◆ YOUR INSTRUCTIONS:
Reproduce the lines below word for word, leaving out the pictures.

** Begin INFORMATION SHOWN **

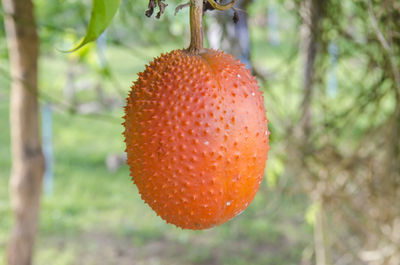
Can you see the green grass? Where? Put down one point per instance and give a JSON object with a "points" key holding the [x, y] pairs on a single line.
{"points": [[97, 217]]}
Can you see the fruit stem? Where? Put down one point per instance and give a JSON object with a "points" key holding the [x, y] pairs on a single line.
{"points": [[196, 27]]}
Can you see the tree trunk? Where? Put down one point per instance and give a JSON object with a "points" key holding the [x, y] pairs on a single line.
{"points": [[27, 158], [311, 13]]}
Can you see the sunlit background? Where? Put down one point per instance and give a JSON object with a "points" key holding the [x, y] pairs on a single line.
{"points": [[329, 71]]}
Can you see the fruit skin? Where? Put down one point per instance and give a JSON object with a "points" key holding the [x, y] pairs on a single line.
{"points": [[197, 137]]}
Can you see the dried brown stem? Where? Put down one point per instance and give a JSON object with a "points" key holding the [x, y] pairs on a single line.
{"points": [[196, 27]]}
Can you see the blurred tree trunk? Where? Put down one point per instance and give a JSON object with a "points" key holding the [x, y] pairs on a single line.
{"points": [[27, 157], [312, 12]]}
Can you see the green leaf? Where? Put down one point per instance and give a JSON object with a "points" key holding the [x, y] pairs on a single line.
{"points": [[102, 13]]}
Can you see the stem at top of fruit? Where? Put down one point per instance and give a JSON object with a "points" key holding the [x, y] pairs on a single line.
{"points": [[196, 27]]}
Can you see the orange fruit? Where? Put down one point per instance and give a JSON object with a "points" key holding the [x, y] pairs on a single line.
{"points": [[197, 137]]}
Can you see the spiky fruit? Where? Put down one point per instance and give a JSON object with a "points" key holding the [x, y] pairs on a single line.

** End INFORMATION SHOWN **

◆ EXERCISE ANSWER:
Can you see the green grass? Where? Put down one point per instance and give a JSON object with a "points" key holding the [x, y] pairs on a single line.
{"points": [[97, 217]]}
Can you see the fruit stem? Where? Put down one point per instance and give a JSON object with a "points" key holding the [x, y] pairs on a single line.
{"points": [[196, 27]]}
Can you see the tree trunk? Where? Put down one point per instance and give a JSON object with a "points" key holding the [x, y] pairs on a single line.
{"points": [[27, 158], [311, 13]]}
Can you see the sunlit background? Where? Put down one point per instance and give a JSON object with a "points" key holding the [x, y] pairs on a single line.
{"points": [[329, 71]]}
Can you see the fruit skin? Where? Put down one point per instance and give a JSON object with a "points" key holding the [x, y] pairs on a single line.
{"points": [[197, 137]]}
Can you see the dried brown stem? Where? Put down one point per instance and give a JSON object with a "points" key holding the [x, y] pairs on a single line.
{"points": [[196, 27]]}
Can you see the blurred tree trunk? Where? Put down one point per instance and give a JSON object with a "points" key holding the [x, y] pairs on a single line.
{"points": [[27, 157], [312, 12]]}
Can you see the green leaf? Where? Put down one point per instance and give a JSON object with a "points" key holding the [x, y] pairs on a single line.
{"points": [[102, 13]]}
Can you see the stem at top of fruit? Where? Put down one point per instance and give a JSON object with a "points" key holding the [x, y] pairs on a single line.
{"points": [[196, 27]]}
Can you see the orange fruit? Where? Put down one point per instance and give a JSON object with a "points" key holding the [x, y] pairs on a single line.
{"points": [[197, 137]]}
Can you see the spiky fruit? Where? Put down one point per instance and give a JSON object with a "points" key holding the [x, y] pairs on a single line.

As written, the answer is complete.